Exercise
Copy out all of the material below, word for word, with no changes at all.

□ □ □ □ □ □ □

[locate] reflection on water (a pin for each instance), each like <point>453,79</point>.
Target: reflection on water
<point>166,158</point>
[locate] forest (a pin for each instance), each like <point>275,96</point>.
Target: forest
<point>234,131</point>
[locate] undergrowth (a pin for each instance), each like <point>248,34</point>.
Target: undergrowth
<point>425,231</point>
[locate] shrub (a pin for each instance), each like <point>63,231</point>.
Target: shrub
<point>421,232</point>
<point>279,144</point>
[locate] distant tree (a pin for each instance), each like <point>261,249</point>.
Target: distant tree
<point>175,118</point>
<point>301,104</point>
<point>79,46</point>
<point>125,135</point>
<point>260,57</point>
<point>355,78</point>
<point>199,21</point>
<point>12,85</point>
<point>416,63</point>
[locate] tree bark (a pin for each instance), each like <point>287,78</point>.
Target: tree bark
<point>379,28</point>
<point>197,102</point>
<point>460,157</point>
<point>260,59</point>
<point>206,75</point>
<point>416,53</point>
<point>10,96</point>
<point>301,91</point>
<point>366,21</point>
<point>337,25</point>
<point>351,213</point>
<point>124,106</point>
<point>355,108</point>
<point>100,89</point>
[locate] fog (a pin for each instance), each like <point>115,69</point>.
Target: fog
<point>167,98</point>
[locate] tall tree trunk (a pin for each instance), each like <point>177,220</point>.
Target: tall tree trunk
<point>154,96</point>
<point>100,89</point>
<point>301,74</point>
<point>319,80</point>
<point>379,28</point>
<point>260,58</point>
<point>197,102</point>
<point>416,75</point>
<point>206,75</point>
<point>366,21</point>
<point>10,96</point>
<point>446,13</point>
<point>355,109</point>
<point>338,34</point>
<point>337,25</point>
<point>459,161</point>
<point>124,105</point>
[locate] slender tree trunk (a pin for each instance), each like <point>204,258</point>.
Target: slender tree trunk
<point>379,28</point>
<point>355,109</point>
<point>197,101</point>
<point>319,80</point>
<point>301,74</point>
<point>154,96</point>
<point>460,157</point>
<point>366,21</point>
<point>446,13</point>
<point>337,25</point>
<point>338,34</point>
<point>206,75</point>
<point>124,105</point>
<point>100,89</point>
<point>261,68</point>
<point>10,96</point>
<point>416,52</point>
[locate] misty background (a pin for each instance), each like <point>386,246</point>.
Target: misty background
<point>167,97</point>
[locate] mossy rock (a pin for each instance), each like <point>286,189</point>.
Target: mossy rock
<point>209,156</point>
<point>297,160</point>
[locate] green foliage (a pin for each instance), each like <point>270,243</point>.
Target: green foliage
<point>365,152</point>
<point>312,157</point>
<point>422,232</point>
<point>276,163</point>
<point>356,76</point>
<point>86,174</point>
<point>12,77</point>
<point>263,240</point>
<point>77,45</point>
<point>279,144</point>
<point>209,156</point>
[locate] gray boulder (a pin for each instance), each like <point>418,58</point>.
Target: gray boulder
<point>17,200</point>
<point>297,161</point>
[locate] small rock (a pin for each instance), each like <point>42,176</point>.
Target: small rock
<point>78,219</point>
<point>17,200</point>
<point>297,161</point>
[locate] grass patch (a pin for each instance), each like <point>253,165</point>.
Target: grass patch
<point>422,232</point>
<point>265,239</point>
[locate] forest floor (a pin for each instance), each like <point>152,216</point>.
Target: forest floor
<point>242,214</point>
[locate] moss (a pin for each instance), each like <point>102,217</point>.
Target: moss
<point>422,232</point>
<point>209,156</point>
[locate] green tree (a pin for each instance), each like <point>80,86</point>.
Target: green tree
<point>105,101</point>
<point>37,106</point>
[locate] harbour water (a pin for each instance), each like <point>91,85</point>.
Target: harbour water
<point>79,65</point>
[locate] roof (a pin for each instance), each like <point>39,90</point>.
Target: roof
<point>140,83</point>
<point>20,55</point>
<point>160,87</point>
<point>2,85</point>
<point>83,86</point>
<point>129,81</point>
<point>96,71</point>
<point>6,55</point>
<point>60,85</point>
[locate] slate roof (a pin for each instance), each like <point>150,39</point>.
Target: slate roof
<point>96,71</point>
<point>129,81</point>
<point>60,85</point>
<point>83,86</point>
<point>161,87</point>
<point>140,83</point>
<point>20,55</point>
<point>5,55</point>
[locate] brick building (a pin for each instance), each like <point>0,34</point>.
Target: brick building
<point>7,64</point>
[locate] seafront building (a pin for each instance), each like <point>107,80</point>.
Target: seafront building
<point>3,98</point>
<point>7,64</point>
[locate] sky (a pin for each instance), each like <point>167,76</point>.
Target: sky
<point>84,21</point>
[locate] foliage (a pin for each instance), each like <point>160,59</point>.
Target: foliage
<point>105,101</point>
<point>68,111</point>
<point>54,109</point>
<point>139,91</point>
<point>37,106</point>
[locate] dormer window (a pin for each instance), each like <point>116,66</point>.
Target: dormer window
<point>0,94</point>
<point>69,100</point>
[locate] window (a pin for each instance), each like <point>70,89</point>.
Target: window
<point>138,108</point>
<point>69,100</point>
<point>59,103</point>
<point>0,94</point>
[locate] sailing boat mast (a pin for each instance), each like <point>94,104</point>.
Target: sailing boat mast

□ □ □ □ □ □ □

Finished answer
[locate] reflection on water (a pin for each instance), each like <point>453,79</point>.
Target: reflection on water
<point>166,158</point>
[locate] forest (a pin for each instance), each like <point>275,96</point>.
Target: forest
<point>234,131</point>
[locate] undergrowth (a pin for each instance), each like <point>248,34</point>.
Target: undergrowth
<point>425,231</point>
[locate] shrub (a pin for each instance), each like <point>63,231</point>.
Target: shrub
<point>421,232</point>
<point>279,144</point>
[locate] distant tree (a pin for each instance), each like <point>261,249</point>.
Target: distant tree
<point>175,118</point>
<point>301,104</point>
<point>79,46</point>
<point>125,135</point>
<point>260,57</point>
<point>355,78</point>
<point>199,21</point>
<point>12,85</point>
<point>416,63</point>
[locate] tree bark (a pin for each instance), each like <point>287,78</point>.
Target: tree bark
<point>379,28</point>
<point>197,102</point>
<point>460,157</point>
<point>260,59</point>
<point>206,75</point>
<point>416,53</point>
<point>10,96</point>
<point>301,91</point>
<point>366,21</point>
<point>337,25</point>
<point>351,213</point>
<point>124,106</point>
<point>355,108</point>
<point>100,89</point>
[locate] fog (a pin for each instance), each like <point>115,69</point>.
Target: fog
<point>167,98</point>
[locate] tall tree trunk (a pin for each instance), each like <point>177,220</point>.
Target: tall tree trunk
<point>154,96</point>
<point>100,89</point>
<point>301,74</point>
<point>319,80</point>
<point>379,28</point>
<point>260,58</point>
<point>197,102</point>
<point>416,75</point>
<point>206,75</point>
<point>366,21</point>
<point>10,96</point>
<point>446,13</point>
<point>355,109</point>
<point>338,34</point>
<point>337,25</point>
<point>459,161</point>
<point>124,105</point>
[locate] slender tree trunk (a pin for each instance), each like <point>204,258</point>.
Target: slender tree trunk
<point>379,28</point>
<point>355,109</point>
<point>197,101</point>
<point>319,80</point>
<point>301,74</point>
<point>154,96</point>
<point>460,157</point>
<point>366,21</point>
<point>446,13</point>
<point>337,25</point>
<point>338,34</point>
<point>206,75</point>
<point>124,105</point>
<point>100,89</point>
<point>261,68</point>
<point>10,96</point>
<point>416,52</point>
[locate] misty background (a pin for each instance), each like <point>386,246</point>.
Target: misty background
<point>167,97</point>
[locate] mossy rock (a pin for each instance), each like <point>286,189</point>.
Target: mossy rock
<point>209,156</point>
<point>297,160</point>
[locate] green foliage (a pin for each instance), each like <point>270,243</point>.
Target: green foliage
<point>365,152</point>
<point>312,157</point>
<point>422,232</point>
<point>276,163</point>
<point>356,76</point>
<point>86,174</point>
<point>12,77</point>
<point>263,240</point>
<point>77,45</point>
<point>279,144</point>
<point>209,156</point>
[locate] gray boulder (a pin for each instance), each like <point>418,58</point>.
Target: gray boulder
<point>17,200</point>
<point>297,161</point>
[locate] small rock (a pin for each instance), each like <point>42,176</point>.
Target: small rock
<point>78,219</point>
<point>17,200</point>
<point>297,161</point>
[locate] grass patch (a pin for each instance), each like <point>253,165</point>.
Target: grass patch
<point>422,232</point>
<point>265,239</point>
[locate] forest floor (a pin for each instance), each like <point>152,216</point>.
Target: forest floor
<point>242,214</point>
[locate] moss (a pin for each instance), each like <point>102,217</point>.
Target: moss
<point>422,232</point>
<point>209,156</point>
[locate] green tree (a pin for each instance), each like <point>80,86</point>.
Target: green tree
<point>105,101</point>
<point>37,106</point>
[locate] harbour water (a pin for each instance), each like <point>91,85</point>.
Target: harbour water
<point>79,65</point>
[locate] roof (a pin for each instance), each like <point>39,90</point>.
Target: roof
<point>140,83</point>
<point>20,55</point>
<point>160,87</point>
<point>2,85</point>
<point>83,86</point>
<point>129,81</point>
<point>96,71</point>
<point>6,55</point>
<point>60,85</point>
[locate] slate roof (a pin for each instance), each like <point>150,39</point>.
Target: slate roof
<point>96,71</point>
<point>129,81</point>
<point>60,85</point>
<point>83,86</point>
<point>161,87</point>
<point>140,83</point>
<point>20,55</point>
<point>5,55</point>
[locate] brick building (a pin for each instance), each like <point>0,34</point>.
Target: brick building
<point>7,64</point>
[locate] seafront building (a pin for each instance), each like <point>107,80</point>.
Target: seafront building
<point>3,98</point>
<point>7,64</point>
[locate] sky (a pin for each instance), each like <point>167,76</point>.
Target: sky
<point>84,21</point>
[locate] foliage (a pin for each instance), each like <point>160,59</point>.
Target: foliage
<point>105,101</point>
<point>68,111</point>
<point>54,109</point>
<point>139,91</point>
<point>37,106</point>
[locate] dormer window (a pin for each instance), each like <point>116,66</point>.
Target: dormer window
<point>0,94</point>
<point>69,100</point>
[locate] window (a pin for each instance), each like <point>70,89</point>.
Target: window
<point>138,108</point>
<point>69,100</point>
<point>59,103</point>
<point>0,94</point>
[locate] sailing boat mast (a pin for each instance), each like <point>94,104</point>.
Target: sailing boat mast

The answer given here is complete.